▸ Task details
Rewrite all of the material below as a numbered list with one line per item, omitting any blank lines.

----------------------------------------

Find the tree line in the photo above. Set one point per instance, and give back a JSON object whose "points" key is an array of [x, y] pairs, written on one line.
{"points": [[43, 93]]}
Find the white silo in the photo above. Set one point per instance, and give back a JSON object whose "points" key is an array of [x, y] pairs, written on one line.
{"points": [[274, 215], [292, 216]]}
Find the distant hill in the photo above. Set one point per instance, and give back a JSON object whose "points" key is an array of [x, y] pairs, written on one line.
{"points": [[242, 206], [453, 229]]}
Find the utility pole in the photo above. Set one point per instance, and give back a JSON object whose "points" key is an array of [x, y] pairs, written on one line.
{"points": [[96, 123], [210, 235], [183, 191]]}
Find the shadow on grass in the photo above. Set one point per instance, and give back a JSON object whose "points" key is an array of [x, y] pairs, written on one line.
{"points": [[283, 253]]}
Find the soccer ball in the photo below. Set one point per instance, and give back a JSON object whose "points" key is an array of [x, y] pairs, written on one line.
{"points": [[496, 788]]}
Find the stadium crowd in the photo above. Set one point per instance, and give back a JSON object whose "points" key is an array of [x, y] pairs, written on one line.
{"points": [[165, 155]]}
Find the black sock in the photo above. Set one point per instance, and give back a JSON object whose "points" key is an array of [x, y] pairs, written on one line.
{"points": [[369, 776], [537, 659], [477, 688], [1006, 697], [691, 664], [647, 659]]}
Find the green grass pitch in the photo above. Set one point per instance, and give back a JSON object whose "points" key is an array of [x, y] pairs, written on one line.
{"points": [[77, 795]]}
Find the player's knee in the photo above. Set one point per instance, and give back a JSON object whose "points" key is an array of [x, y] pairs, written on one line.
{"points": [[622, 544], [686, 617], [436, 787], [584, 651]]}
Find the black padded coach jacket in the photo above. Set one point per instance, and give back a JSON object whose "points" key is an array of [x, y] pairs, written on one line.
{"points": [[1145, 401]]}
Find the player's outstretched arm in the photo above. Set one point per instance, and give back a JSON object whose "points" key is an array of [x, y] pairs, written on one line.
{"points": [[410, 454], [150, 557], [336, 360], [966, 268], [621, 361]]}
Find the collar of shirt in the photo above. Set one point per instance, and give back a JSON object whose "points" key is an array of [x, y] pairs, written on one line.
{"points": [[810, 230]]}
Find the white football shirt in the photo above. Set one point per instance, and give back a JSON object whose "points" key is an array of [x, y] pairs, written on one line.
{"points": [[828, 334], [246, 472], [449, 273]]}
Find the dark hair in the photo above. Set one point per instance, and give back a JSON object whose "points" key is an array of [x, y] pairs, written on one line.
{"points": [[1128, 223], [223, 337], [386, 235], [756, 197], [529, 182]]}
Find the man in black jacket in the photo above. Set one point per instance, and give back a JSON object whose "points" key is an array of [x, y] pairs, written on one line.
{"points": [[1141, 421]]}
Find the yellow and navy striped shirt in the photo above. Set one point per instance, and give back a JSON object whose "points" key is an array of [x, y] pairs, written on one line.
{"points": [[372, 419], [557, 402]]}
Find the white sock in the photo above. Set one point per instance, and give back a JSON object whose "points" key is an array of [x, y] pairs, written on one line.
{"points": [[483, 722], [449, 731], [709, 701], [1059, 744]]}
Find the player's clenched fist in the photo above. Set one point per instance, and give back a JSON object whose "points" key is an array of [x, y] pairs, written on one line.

----------------------------------------

▸ Task solution
1. Find the tree line in the photo above. Set one point per instance, and give back a JSON object whose "points" key is an array of [x, y] pairs, written on one line.
2. {"points": [[43, 93]]}
3. Find the white silo in the photo above. Set one point per instance, and give back a JSON object whose "points" key is an array of [x, y] pairs, written on one line.
4. {"points": [[274, 215], [292, 216]]}
5. Find the distant hill in the photo above. Set one point per instance, and give back a JSON object whose "points" key is an array of [x, y] pairs, written on one line.
6. {"points": [[242, 206], [453, 229]]}
7. Find the utility pole in the photo above. Set one point per instance, and give back a JSON object whose "points" key is an array of [x, y] pairs, written on one line.
8. {"points": [[96, 123], [210, 235], [183, 191]]}
9. Find the shadow on grass in the photo above. Set one point per instance, and give back a JSON object whose "points" key is an array of [x, y] pairs, written on one line.
10. {"points": [[283, 253]]}
11. Find the soccer ball in the photo below. Set one point per instance, and give back a JSON object whose "points" key is an array of [x, y] pairs, written on one line.
12. {"points": [[496, 788]]}
13. Find the stadium crowd in the photo above. Set one point per instance, and give back a JSON object whose "points" key is an array of [x, y] pairs, written on one line.
14. {"points": [[165, 155]]}
15. Find the black sock in the photo above. Set one point per instance, and give back a JSON object whose "points" key is an array of [x, y] pairs, written on one line.
16. {"points": [[369, 776], [537, 659], [477, 688], [1006, 697], [691, 664], [647, 659]]}
17. Find the green grass pitch in the photo above. Set one point per instance, and give back a JSON object whose "points" key is an array of [x, y] pairs, written on one line.
18. {"points": [[77, 795]]}
19. Find the player's knee in the photo above. Set one point per instance, and give back a JSON object whose "points" key is an array of [x, y] pairs, written on one line.
20. {"points": [[622, 544], [686, 617], [436, 787], [584, 651]]}
21. Find the black padded coach jacket in the photo above. Set one point per instance, and give back a JSON object whose "points" key is an array of [x, y] pairs, written on one line.
22. {"points": [[1145, 401]]}
23. Find the player's outstretched arm in the photo above. Set one point per instance, and give back a JSON object whose "points" key is an array of [x, y] pairs, written on one line.
24. {"points": [[410, 454], [150, 557], [336, 360], [966, 268], [621, 361]]}
25. Find the collar of shirt in the photo above. Set one point per instance, and give back a JSON object whose "points" key is an array of [x, y] pairs, written on one line.
26. {"points": [[810, 230]]}
27. Find the white football shirt in the photo above. Set one point per instance, and give back a JSON object whose "points" key is an array of [x, y] pairs, written on one line.
28. {"points": [[828, 334], [246, 472], [449, 273]]}
29. Find the dark hair in the photo above. Set one point per instance, and give back a JSON object whose "points" key is an array of [x, y] pairs, written on one line.
30. {"points": [[1128, 223], [223, 337], [386, 235], [756, 197], [529, 182]]}
31. Find the man in black jacket in the photo above. Set one point per instance, and give back a JSON object whose "points" key is an array of [x, y] pairs, written on one line.
32. {"points": [[1141, 421]]}
33. Find the yellow and navy striped shirt in the photo above. Set one point per instance, and give back a JSON object whose "points" key is an array of [x, y] pairs, written on one line.
34. {"points": [[372, 419], [557, 402]]}
35. Find the white sock in the photo above. Set one point per instance, and give back a JSON object whose "points" key is an array of [x, y] pairs, written on one line.
36. {"points": [[483, 722], [449, 731], [709, 701], [1059, 744]]}
37. Find the player's clenched fist in the photo above. Set one point per instance, and give back a JSON object whose "points" key is an array of [x, y] pairs, written on one line.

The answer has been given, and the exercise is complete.